RECORDS FOR THIS EXERCISE START

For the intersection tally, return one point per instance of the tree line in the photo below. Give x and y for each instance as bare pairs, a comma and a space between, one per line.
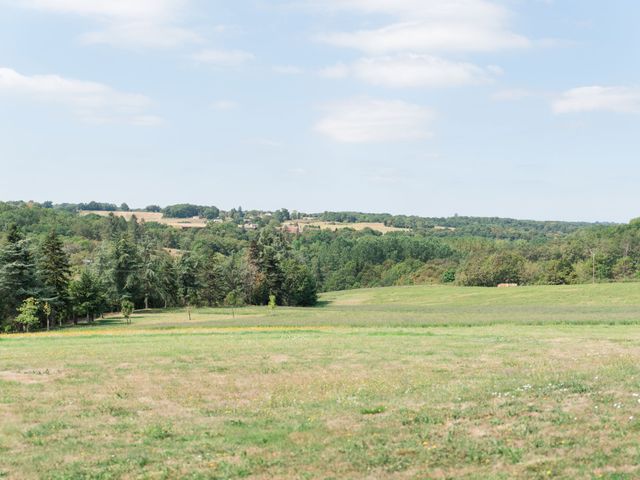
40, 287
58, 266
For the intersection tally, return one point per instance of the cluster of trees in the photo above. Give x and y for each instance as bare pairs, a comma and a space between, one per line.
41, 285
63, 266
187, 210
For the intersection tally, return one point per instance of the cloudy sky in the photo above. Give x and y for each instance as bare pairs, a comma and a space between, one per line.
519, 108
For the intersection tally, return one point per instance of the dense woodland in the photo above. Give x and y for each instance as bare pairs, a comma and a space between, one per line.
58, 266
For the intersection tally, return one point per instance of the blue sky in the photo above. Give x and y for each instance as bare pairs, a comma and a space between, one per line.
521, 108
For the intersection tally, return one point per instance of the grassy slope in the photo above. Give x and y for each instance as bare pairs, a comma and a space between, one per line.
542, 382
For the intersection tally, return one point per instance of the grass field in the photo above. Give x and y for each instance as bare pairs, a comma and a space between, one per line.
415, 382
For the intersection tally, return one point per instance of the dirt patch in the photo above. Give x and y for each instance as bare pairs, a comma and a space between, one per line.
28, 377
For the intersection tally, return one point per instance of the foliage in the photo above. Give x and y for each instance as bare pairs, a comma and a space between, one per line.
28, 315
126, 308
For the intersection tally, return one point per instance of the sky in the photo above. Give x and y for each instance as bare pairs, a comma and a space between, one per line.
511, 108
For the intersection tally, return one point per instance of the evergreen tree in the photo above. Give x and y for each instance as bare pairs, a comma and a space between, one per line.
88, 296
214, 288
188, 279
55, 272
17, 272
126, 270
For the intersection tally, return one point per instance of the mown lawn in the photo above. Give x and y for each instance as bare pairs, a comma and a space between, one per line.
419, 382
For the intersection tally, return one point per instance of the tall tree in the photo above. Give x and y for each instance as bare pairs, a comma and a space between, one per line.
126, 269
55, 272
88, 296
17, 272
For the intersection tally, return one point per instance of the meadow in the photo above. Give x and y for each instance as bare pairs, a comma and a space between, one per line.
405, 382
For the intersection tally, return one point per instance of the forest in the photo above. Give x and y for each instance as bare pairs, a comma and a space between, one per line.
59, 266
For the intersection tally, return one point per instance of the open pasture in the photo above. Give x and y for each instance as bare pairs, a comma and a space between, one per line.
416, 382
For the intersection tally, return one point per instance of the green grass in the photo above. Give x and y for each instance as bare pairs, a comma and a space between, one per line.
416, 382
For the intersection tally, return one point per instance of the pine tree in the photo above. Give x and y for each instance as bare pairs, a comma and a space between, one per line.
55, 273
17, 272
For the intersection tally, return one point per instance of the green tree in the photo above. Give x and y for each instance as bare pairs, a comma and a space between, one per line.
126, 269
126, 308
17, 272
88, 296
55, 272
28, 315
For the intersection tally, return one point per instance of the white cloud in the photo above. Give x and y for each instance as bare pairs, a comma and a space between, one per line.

RECORDS FOR THIS EXERCISE END

(WHAT THIS TASK INVOLVES) Without the pictures, give all of the entries above again exactly.

(ANSWER BELOW)
For the intersection tally, return one point per instance of the tree line in the photo below. Give x and y for each instance as bare pairs, a comma and a space between, one per line.
40, 287
58, 266
For the intersection tally, return one point per instance of the cluster of trees in the photo above. Give x and y for each instance as bare pairs, a comma and a space between, one per line.
41, 285
63, 266
187, 210
For the intersection tally, return one point per instance of the cloudy sky in the photo above. Give x and y for each instance as bare pairs, a comma and a space between, one per line.
519, 108
For the intersection tally, return one point per instance of the dense woodland in the photo above. Give x and y for each instance as bare pairs, a comma and a space between, one per line.
58, 266
For the intersection tally, return one point per instance of the blue sky in the photo above. Give x and y for each instance as bare pairs, a comma and a space between, one per line.
521, 108
For the intersection tally, return one point per instance of the grassy slope in the photo above. Give x and y for each instance as bare pairs, a comma and a space between, one per line.
542, 382
For the intersection tally, return one point per instance of the grass field in the photo above. Give x and y for each instance as bare pairs, a comma and a space between, one per line.
415, 382
For the intersection tally, return one point per instance of the dirt patch in the photo above. Give x and y for each instance as bare pairs, a comma and a space between, one per line.
28, 377
For the intersection tally, return one point per instance of the foliage in the photo above. Give x and y for each instance as bare pairs, a comma and a space between, one per line.
28, 315
126, 308
For the intersection tally, return one point per instance of the sky in the photo above. Give x and y for each instance as bare pairs, a comma and a space between, one per line.
511, 108
For the intersection tally, return one point per instance of the evergreen tree in the photo above. Give x and y for each instance as bare pairs, a comma and a space between, one per line.
88, 296
214, 288
188, 279
55, 272
17, 272
126, 270
For the intersection tally, return one point per instance of the mown lawn in the photo above. Give x and y for each instance as bare pairs, a comma and a space between, one per line.
419, 382
For the intersection tally, return one point per instance of the tall tree in the photo above. Give x and y for each instance as bare pairs, a comma and a space between, one per line.
126, 269
55, 272
88, 296
17, 272
For the intersection tally, return one point per instance of the meadow in the photo above. Give x and y for each instance as bare pairs, a comma and a space between, one per line.
405, 382
For the intersection tally, return one point per instance of the forest in the photo above. Give x and y for each instance as bare pairs, a comma and a space between, one per line.
59, 266
For the intersection tally, return one point per instance of the open pasture in the photo above. Give x and y for each instance as bare pairs, a comma and a space between, one per line.
416, 382
For the intersection tally, return one point per instance of the green grass in the photo above. Give x and y for each instance as bare pairs, a comma and a space between, one per line.
416, 382
For the intersection tally, return one point per instance of the pine tree in the photo above. Give x and y for each instance as bare pairs, a comma and a space between, one per line.
55, 273
17, 272
For the intersection tally, return one point per instance of the green tree in the photo above. Give x and y for each instance as bare pairs, a comma and a space between, one per line.
126, 269
126, 308
17, 272
88, 296
55, 272
28, 315
For the intersection tally, return one point per instance of the white cloud in the photo above. Give x and y for each instance as bare pairs, a comma and a space between, one per line.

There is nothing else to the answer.